**REQUEST**
Answer these questions about the donut recipe post below, one per line:
1. What kind of dough are the donuts made with?
2. How long did the craving that led to this recipe last?
3. Where does the post say the full list of ingredients and measurements can be found?

**DOCUMENT**
[start]
Last updated on May 14th, 2026.

If you’ve ever dreamed of making bakery-style donuts at home, this recipe’s for you! Made with tender, buttery brioche dough, and stuffed with a smooth vanilla custard, my Bavarian Cream Donuts recipe is fried until perfectly golden then coated with sugar. Let’s make ‘em!

Fried Donuts with custard filling.

This recipe is different. Yes, it is soft, fluffy and tender, like my other recipes for homemade donuts
and yes, it is generously stuffed with cream much like these Custard-filled Italian Bombolini donuts.

But unlike any other donut recipe, I developed this one out of a serious 10-month craving I had during my pregnancy. It was a very specific cream filled donuts craving: a soft, buttery, easy-to-bite (brioche style) golden brown fried donut coated in sugar. And it needs to be Bavarian Cream donut: bursting with creamy vanilla custard. I tried every bakery within a 25-mile radius before I decided to take matters into my own hands, into my kitchen.

And yes, my baby girl loves donuts!

About The Ingredients

I do not wish to bore you with a long shopping list; you can find the full list of ingredients and measurements in the recipe card at the bottom of this post. However, for the best results, I included some information about certain ingredients, their role in the recipe, and possible substitutions when applicable.
[end]
**INFORMATION PROVIDED**
[start]
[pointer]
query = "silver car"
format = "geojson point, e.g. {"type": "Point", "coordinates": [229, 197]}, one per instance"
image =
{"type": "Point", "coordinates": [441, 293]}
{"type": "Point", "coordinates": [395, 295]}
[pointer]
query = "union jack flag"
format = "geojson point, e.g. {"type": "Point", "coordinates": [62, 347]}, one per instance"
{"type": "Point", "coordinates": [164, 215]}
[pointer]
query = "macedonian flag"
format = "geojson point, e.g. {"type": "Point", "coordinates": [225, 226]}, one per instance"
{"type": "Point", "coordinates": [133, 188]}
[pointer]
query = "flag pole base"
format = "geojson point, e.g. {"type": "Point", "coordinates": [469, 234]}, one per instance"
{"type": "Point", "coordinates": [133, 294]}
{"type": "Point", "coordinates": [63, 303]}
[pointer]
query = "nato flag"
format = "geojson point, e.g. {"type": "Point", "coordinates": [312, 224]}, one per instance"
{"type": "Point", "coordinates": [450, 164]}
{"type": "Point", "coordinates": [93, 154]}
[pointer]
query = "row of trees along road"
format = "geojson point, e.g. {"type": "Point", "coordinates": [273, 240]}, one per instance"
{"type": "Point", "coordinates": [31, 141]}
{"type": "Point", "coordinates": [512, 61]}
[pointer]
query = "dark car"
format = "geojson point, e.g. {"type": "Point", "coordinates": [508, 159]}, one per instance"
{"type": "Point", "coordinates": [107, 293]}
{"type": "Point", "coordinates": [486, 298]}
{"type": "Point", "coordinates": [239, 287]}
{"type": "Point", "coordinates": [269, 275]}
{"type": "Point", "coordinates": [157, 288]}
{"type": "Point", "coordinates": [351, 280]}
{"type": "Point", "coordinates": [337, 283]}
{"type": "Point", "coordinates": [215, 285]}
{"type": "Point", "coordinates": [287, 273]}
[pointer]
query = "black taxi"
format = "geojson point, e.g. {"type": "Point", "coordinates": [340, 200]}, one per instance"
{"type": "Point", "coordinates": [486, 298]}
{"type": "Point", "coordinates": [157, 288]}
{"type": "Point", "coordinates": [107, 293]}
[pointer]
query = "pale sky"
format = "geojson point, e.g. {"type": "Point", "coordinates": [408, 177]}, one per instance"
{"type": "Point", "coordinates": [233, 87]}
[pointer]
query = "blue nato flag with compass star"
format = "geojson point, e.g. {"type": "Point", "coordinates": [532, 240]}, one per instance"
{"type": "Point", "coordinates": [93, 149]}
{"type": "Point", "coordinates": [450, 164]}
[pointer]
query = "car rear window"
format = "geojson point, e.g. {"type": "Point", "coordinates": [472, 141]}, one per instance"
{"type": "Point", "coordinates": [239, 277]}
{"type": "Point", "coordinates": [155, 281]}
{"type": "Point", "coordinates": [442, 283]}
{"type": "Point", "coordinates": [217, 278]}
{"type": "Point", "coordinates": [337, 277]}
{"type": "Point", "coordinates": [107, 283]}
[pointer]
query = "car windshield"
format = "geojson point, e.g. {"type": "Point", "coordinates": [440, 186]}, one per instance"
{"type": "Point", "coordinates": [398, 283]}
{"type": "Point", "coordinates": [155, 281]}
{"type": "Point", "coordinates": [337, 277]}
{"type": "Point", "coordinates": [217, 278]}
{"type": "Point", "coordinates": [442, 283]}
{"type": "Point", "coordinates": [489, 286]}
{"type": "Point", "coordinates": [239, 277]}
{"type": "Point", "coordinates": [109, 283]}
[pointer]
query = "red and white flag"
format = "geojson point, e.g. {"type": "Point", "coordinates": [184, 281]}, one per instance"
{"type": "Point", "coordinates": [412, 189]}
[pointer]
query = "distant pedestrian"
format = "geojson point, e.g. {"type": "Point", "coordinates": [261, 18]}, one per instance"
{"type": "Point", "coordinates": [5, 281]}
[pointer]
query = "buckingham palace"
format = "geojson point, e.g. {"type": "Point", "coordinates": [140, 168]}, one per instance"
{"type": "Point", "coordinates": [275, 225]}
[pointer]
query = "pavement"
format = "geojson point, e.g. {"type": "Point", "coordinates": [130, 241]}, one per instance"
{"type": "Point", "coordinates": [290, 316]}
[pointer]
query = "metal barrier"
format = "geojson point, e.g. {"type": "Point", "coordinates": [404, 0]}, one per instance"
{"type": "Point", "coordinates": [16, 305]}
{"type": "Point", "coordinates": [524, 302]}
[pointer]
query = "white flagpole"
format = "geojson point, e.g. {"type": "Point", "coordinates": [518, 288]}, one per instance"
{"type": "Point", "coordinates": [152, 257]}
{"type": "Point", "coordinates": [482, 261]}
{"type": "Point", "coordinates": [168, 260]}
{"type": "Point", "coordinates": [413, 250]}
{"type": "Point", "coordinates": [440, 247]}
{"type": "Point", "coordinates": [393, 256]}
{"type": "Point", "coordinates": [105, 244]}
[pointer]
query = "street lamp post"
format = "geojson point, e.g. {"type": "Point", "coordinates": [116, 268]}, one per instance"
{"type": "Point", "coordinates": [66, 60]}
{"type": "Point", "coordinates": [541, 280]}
[end]
**THE OUTPUT**
1. Tender, buttery brioche dough.
2. Ten months.
3. In the recipe card at the bottom of the post.